Thrasher received 12 Grammy Award nominations as an art director between 1962 and 1974, the year he and fellow art director Christopher Whorf won Grammys for best album package for Mason Proffit's "Come and Gone."

Having joined Warner Bros. Records in 1964 after being an art director at Capitol Records, Thrasher was the art director on a long string of albums from major artists.

Among them: the Jimi Hendrix Experience's "Are You Experienced?", Joni Mitchell's "Song to a Seagull," the Grateful Dead's "Anthem of the Sun," Sinatra's "My Way," Van Morrison's "Tupelo Honey," Earth, Wind & Fire's "Earth, Wind & Fire," the Doobie Brothers"'Stampede," Commander Cody's "We've Got a Live One Here," Bill Cosby's "Wonderfulness" and Richard Pryor's "Was It Something I Said?"

[Pointing dataset excerpts]
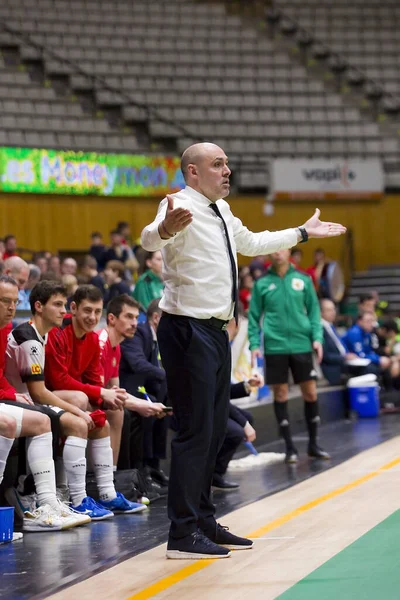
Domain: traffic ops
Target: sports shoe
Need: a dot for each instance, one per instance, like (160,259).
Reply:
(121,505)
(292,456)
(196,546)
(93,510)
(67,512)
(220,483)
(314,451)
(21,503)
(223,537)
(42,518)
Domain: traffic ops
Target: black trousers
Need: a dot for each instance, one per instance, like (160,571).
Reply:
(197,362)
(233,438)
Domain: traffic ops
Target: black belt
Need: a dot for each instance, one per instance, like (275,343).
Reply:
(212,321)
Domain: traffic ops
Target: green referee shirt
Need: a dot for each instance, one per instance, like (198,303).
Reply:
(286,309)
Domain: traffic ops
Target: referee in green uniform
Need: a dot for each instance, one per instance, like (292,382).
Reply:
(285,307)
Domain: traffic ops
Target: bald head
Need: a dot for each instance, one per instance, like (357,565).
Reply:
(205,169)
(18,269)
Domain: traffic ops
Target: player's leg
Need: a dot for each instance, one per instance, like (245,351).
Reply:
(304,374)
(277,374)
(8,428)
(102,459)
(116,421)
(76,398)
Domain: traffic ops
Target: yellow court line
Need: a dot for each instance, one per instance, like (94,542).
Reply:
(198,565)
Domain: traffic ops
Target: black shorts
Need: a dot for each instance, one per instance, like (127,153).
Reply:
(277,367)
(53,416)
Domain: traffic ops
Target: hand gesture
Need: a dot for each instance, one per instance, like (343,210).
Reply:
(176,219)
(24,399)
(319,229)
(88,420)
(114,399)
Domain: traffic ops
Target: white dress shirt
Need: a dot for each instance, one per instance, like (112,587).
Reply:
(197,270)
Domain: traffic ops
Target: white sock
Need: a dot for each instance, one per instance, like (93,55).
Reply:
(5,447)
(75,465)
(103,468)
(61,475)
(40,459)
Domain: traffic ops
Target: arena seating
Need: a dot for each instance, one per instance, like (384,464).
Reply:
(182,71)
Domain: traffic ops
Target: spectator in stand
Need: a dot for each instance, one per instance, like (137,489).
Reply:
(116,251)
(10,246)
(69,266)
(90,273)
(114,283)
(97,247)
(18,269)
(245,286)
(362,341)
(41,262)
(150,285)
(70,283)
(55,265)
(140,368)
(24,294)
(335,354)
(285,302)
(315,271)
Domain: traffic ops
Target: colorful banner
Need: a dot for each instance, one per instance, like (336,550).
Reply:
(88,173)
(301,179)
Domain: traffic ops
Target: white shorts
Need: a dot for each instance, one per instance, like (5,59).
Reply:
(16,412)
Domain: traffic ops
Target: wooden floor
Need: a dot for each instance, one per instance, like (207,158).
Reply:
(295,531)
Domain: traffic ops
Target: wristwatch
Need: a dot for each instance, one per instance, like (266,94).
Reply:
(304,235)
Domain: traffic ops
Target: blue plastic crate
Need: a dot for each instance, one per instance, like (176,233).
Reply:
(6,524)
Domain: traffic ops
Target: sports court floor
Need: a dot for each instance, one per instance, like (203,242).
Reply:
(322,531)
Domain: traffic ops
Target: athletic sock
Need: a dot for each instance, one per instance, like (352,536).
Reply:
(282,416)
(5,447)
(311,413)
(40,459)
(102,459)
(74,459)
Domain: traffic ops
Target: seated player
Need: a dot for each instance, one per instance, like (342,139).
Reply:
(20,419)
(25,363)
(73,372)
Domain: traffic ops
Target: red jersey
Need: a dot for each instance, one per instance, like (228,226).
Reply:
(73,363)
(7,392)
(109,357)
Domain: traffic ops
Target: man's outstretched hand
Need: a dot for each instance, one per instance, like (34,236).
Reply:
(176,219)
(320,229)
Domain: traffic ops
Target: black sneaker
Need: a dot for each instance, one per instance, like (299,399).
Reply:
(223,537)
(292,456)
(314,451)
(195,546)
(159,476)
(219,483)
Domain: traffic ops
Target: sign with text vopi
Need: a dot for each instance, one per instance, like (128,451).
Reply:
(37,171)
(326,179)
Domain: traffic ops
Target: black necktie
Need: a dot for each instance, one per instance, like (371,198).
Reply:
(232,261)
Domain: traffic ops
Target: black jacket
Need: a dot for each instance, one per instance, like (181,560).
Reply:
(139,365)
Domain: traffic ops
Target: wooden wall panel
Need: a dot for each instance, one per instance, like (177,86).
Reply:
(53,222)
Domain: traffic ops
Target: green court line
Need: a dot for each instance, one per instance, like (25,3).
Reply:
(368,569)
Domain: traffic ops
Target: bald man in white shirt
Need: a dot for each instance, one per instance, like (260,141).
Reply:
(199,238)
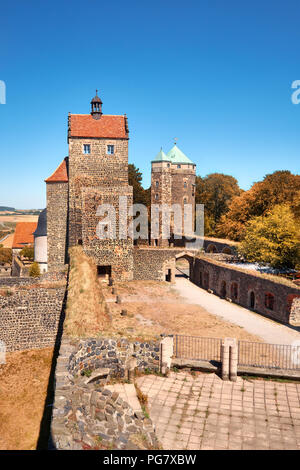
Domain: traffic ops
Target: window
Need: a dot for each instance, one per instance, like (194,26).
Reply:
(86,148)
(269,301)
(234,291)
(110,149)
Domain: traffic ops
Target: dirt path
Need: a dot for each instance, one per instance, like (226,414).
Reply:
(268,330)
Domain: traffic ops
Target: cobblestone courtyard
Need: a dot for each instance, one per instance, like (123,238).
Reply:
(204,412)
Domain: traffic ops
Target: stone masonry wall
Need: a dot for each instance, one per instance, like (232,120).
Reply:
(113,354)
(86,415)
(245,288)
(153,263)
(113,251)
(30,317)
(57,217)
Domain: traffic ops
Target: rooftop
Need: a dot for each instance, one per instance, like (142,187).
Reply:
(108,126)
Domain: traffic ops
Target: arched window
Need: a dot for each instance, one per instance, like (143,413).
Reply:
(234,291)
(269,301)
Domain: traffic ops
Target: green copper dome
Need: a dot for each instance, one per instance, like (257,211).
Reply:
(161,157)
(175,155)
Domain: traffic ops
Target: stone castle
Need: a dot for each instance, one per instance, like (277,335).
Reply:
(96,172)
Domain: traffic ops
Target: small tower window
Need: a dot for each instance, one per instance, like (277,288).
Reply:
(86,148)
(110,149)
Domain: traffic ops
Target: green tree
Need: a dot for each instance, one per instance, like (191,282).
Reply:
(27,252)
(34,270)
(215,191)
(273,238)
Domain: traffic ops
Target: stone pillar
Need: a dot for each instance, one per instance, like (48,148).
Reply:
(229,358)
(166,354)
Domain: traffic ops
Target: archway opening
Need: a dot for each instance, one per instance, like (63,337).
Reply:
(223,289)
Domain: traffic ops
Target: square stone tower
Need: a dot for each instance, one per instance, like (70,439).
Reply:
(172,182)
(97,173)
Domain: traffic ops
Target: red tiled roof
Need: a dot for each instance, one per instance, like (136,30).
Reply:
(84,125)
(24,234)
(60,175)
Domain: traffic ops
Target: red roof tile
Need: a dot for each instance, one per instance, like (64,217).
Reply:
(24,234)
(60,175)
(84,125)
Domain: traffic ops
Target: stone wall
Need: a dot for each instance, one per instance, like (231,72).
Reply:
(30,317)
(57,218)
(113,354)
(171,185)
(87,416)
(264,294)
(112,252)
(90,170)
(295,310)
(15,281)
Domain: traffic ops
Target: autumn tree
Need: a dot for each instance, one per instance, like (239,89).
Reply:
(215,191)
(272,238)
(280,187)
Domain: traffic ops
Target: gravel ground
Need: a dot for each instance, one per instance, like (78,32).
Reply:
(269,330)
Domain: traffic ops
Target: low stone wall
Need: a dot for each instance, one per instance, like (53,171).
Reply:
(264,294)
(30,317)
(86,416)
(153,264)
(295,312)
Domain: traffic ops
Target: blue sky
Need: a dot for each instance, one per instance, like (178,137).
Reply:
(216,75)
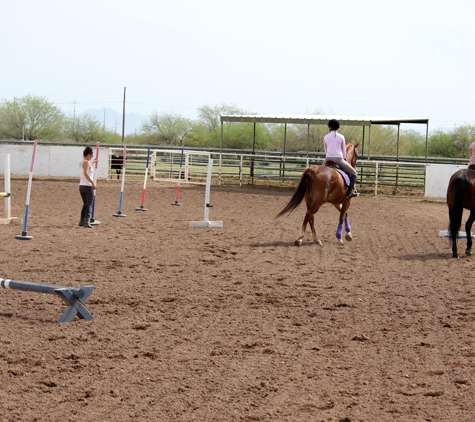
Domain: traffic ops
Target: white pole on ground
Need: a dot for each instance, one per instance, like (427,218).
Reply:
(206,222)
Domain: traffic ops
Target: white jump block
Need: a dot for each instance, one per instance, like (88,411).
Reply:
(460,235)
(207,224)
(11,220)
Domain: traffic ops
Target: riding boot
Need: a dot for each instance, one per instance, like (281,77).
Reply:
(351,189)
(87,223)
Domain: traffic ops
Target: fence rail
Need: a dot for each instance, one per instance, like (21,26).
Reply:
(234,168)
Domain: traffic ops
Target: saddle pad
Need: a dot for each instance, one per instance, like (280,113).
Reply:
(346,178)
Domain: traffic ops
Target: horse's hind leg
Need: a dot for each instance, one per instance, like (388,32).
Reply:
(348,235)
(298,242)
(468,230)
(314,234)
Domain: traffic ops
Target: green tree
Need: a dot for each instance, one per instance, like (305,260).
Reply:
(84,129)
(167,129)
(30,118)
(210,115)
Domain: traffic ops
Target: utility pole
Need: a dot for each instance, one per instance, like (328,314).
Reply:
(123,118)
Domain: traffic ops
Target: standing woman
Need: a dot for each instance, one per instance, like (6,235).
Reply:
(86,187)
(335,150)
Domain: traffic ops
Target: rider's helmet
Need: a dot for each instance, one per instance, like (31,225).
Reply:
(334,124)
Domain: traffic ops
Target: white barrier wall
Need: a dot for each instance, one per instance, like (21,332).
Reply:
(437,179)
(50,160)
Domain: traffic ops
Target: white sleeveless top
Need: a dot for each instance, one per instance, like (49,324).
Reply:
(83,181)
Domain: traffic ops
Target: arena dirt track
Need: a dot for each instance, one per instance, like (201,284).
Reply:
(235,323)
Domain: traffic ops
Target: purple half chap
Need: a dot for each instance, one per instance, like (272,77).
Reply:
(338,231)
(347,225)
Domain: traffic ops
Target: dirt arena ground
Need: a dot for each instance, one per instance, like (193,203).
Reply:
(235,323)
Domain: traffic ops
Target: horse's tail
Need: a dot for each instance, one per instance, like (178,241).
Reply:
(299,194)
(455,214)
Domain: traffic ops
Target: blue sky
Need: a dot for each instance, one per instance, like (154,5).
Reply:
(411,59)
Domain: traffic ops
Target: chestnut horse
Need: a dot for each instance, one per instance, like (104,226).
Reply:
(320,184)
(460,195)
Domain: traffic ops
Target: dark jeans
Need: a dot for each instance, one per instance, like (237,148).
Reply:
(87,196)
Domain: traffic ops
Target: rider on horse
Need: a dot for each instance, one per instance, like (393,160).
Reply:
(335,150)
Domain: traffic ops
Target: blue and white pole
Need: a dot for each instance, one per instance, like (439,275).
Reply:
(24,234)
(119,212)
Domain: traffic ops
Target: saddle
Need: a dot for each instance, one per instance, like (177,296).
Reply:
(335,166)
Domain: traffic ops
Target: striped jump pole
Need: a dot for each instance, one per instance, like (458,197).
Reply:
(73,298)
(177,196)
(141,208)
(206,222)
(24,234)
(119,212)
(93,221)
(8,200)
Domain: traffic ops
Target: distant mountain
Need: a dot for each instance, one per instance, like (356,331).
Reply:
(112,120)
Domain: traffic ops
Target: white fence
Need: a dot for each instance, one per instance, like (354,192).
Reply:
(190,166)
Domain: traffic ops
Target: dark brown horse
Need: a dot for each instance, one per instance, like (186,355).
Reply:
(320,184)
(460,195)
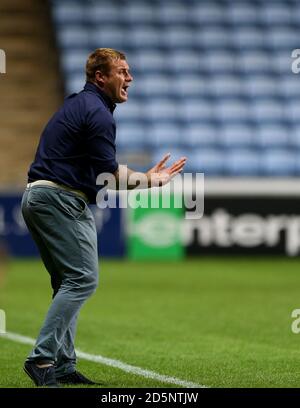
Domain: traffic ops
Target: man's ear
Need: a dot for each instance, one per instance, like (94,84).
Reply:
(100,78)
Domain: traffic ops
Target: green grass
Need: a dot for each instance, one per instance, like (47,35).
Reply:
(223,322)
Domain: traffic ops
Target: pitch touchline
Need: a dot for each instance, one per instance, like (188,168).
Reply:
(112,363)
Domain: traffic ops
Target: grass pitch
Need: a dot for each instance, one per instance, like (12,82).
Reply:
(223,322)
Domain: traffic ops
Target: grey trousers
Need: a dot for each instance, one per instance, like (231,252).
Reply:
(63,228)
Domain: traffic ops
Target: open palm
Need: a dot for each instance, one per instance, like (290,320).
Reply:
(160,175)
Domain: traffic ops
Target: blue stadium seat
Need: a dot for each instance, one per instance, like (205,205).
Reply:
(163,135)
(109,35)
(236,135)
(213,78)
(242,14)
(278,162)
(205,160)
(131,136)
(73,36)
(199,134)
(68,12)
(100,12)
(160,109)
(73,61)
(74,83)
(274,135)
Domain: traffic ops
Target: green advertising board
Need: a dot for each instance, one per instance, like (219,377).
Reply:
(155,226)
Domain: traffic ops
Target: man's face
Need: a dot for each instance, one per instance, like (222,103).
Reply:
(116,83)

PROBLEMS AND TASKS –
a – According to the passage about Thrasher, what did he and Christopher Whorf win Grammys for in 1974?
b – Go on with the passage about Thrasher's career as an art director from the point where it stops.

THE RESPONSES –
a – They won the Grammys for best album package, for their work on Mason Proffit's "Come and Gone."

b –
Thrasher did the photography for many of the albums, in addition to working on print ads and posters. In the early '70s, he also worked with architect A. Quincy Jones on the design of the current Warner Bros. Records building in Los Angeles.

Said Stan Cornyn, a former Warner Bros. Records executive vice president who was the director of creative services when he worked with Thrasher in the '60s and '70s: "He was skilled and flexible, and flexibility is not a bad attitude to have when you're dealing with rock 'n' and roll stars."

Thrasher's sense of humor extended to occasional practical jokes.

Noticing that the company's top executive routinely made a 10 a.m. stop at the sole upstairs restroom in the old Warner Bros. Records building, Thrasher installed a life-size dummy -- with shoes, socks and pants rolled down to the ankles -- on the toilet in the restroom's only stall.

Thinking the stall was being used, the executive made repeated trips to the restroom before, Cornyn said, "He finally got down on his knees and figured it out."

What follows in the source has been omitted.